■ **DOCUMENT EXCERPT**
· · · ·
I decided to have a nap after work.
I dreamt that it was time for VanCon, but I hadn't been able to get a ticket. The convention was held in some swanky ballroom/bar. It was AMAZINGLY ornate and beautiful, with different levels - the upper most level had a bar. Seriously, I wish I could draw you this place - it was all dark wood and chandeliers. Sort of like an extremely upscale version of the Vancouver's Commodore Ballroom.
At one point, before or after the J2 panel, I snuck into the bar section of the ballroom and ordered a drink. I talked with an elderly couple who didn't know what the heck was going on and who all these people were. Then I realized that Jared was making his way through the ballroom, followed by a mass of giggling girls with their cameras out. He was stopping to talk to each and every person.
· · · ·
■ **SUPPLIED MATERIAL**
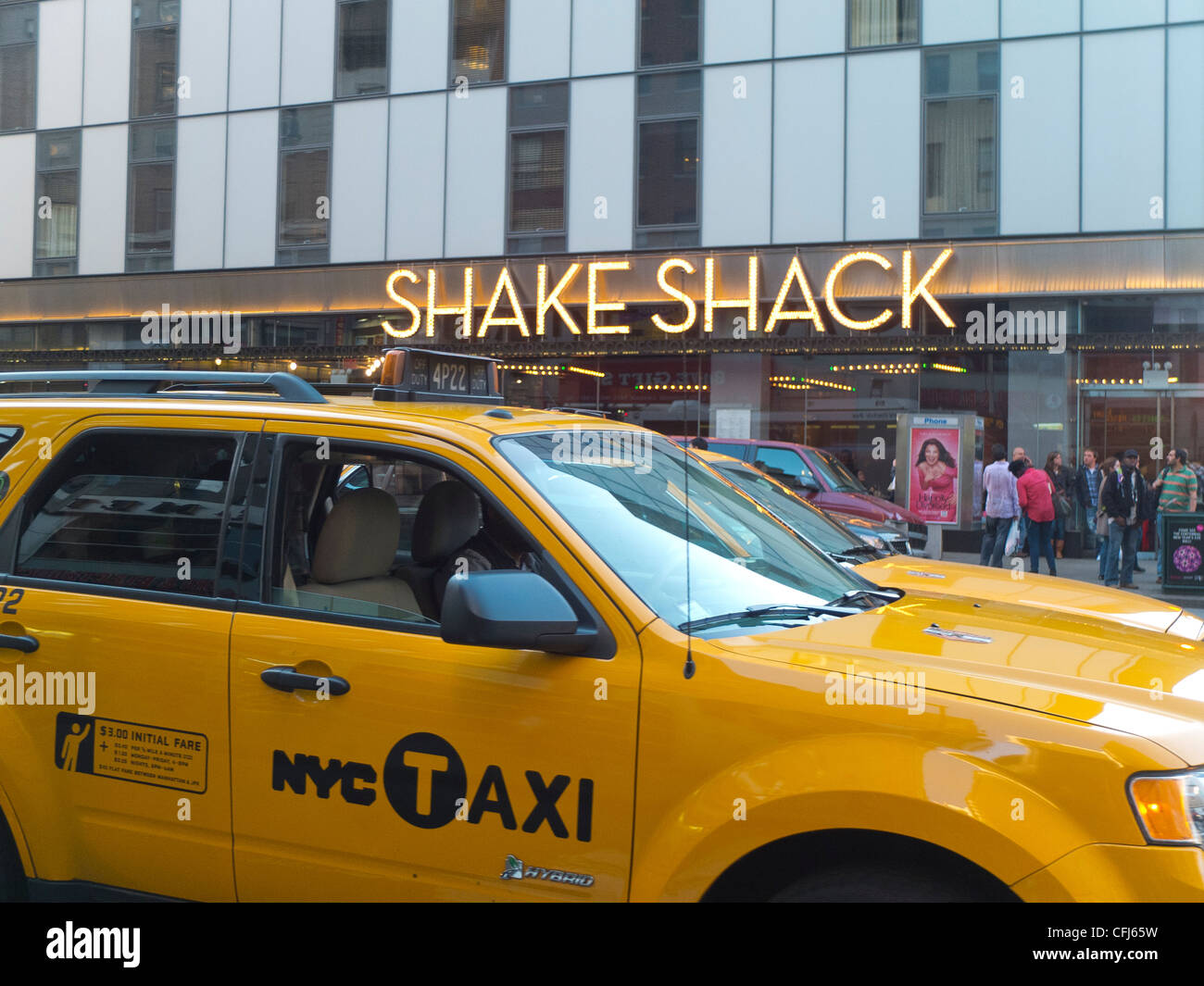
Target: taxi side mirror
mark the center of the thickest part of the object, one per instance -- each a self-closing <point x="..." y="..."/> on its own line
<point x="512" y="609"/>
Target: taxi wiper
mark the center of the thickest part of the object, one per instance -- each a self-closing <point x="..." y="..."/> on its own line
<point x="761" y="610"/>
<point x="853" y="595"/>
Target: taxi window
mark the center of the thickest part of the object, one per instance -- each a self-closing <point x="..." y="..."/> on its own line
<point x="364" y="531"/>
<point x="135" y="509"/>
· · · ·
■ **DIRECTIVE A**
Translate this sentence from the VanCon dream account into Spanish: "I talked with an elderly couple who didn't know what the heck was going on and who all these people were."
■ **DIRECTIVE B**
Continue the VanCon dream account from the point where it stops.

■ **WRITTEN ANSWER A**
Hablé con una pareja de ancianos que no sabían qué diablos estaba pasando ni quiénes eran todas esas personas.

■ **WRITTEN ANSWER B**
Finally, Jared gets to me and explains: Apparently there was a mix-up with the venue, and the bar had charged Jared and Jensen for ALL purchases made during the convention. Jared was carrying the receipts and getting people to pay him back.
"Oh," I said, getting a ten out of my wallet, knowing that it would cover my drink, "...why would they do that?"
"I don't know," Jared said and sorted through the pile of recipes he was carrying, "but I need you to give me $8 for..." and here he squinted at the receipt. "...Preparation H."
"....what? I didn't..." I said horrified, "....I had a rum and ginger! I swear!"
"Whatever," Jared shrugged, and then moved onto the next person.
- Current Mood:
embarrassed
Comments
My brain does this with bees and wasps. Sometimes it throws in spiders on webs and I'm forced to run through a room where they're all dangling in my face, but mostly, it's bees and wasps.
Stupid brain.
My dreams usually consist of huge black hairy spiders in my apartment and no one around to save me from them. The worst part is that I will wake myself up from these dreams, but my brain will still be in "hallucination mode" and I'll actually still see the spiders dangling over my head as I sleep or on the pillow next to me...just for a second, but it's usually enough to launch me out of bed and into a small panic attack.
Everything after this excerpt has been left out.